AUFGABE 1
Beantworte diese Fragen zum Textausschnitt:
(a) Welche Uhrzeit zeigt die Uhr beim nächtlichen Aufstehen?
(b) Seit wann hält sich die schreibende Person auf La Palma auf?
(c) Welche drei Dinge werden als nötig für ein gutes Leben genannt?

TEXTAUSSCHNITT
◇ ◇ ◇ ◇

Zur Zeit arbeite ich an meinem nächsten Buch, in dem ich die Erfahrungen der letzten Jahre ohne festen Wohnsitz verarbeite. Hier eine Vorschau:
Der Schlaf will mich nicht finden, ich liege im Bett, hellwach und zufrieden. Übe mich in Hingabe, habe aufgehört, um Schlaf zu kämpfen. Schreibe mitten in der Nacht und lese. Schließlich stehe ich auf – die Uhr zeigt 2.39 – und gehe vor die Türe. Und dann vergesse ich zu atmen: über mir wölbt sich ein unfassbarer Sternenhimmel, überall funkelt es. Die Milchstraße ist ein fließendes Band und der Große Wagen steht Kopf. Ich fühle mich klein und demütig angesichts dieses Schauspiels – und nun weiß ich auch, weshalb ich nicht schlafen sollte. Danach gehe ich ins Bett, mit dem tief empfundenen Gefühl: hier bin ich richtig.
Seit zwei Monaten befinde ich mich auf La Palma, Insel der Individualisten, der Kreativen und Naturverbundenen. Ich bin selten so vielen lebendigen und reflektierten Menschen begegnet wie hier. Menschen, die wie ich ohne festen Wohnsitz unterwegs sind und die unserem starren System den Rücken gekehrt haben. Hier habe ich gelernt, was ich für ein gutes Leben brauche: Natur, Gemeinschaft, ein möglichst selbstbestimmtes Leben. Und im besten Fall das Meer vor der Haustüre.

◇ ◇ ◇ ◇

VORLIEGENDE ZEILEN
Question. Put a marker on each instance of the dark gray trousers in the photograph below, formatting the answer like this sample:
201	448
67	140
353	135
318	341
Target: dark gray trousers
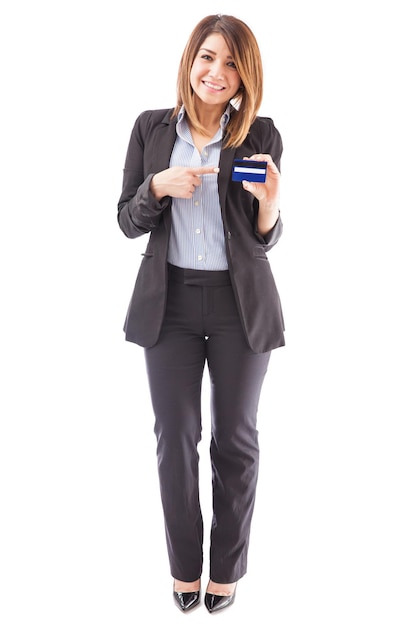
202	326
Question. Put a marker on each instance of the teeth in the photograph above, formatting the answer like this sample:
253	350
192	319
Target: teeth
212	86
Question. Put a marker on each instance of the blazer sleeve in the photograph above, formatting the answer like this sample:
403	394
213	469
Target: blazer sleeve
271	143
138	210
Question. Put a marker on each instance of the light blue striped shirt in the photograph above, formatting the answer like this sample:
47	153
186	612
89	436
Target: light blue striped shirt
197	234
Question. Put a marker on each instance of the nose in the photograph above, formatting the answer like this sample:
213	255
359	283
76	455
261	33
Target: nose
216	69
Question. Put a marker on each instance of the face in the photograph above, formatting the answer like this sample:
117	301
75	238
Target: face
214	76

◇ ◇ ◇ ◇

AUFGABE 2
Gib als nummerierte Liste ohne Leerzeilen die Zeilen von der Zeile mit „Question. Put a marker on each instance of the blazer“ bis einschließlich der letzten Zeile des Zeilenblocks wieder.

SCHRIFTLICHE ANTWORT 1
(a) 2.39
(b) Seit zwei Monaten
(c) Natur, Gemeinschaft und ein möglichst selbstbestimmtes Leben

SCHRIFTLICHE ANTWORT 2
1. Question. Put a marker on each instance of the blazer sleeve in the photograph above, formatting the answer like this sample:
2. 403	394
3. 213	469
4. Target: blazer sleeve
5. 271	143
6. 138	210
7. Question. Put a marker on each instance of the light blue striped shirt in the photograph above, formatting the answer like this sample:
8. 47	153
9. 186	612
10. 89	436
11. Target: light blue striped shirt
12. 197	234
13. Question. Put a marker on each instance of the nose in the photograph above, formatting the answer like this sample:
14. 213	255
15. 359	283
16. 76	455
17. 261	33
18. Target: nose
19. 216	69
20. Question. Put a marker on each instance of the face in the photograph above, formatting the answer like this sample:
21. 117	301
22. 75	238
23. Target: face
24. 214	76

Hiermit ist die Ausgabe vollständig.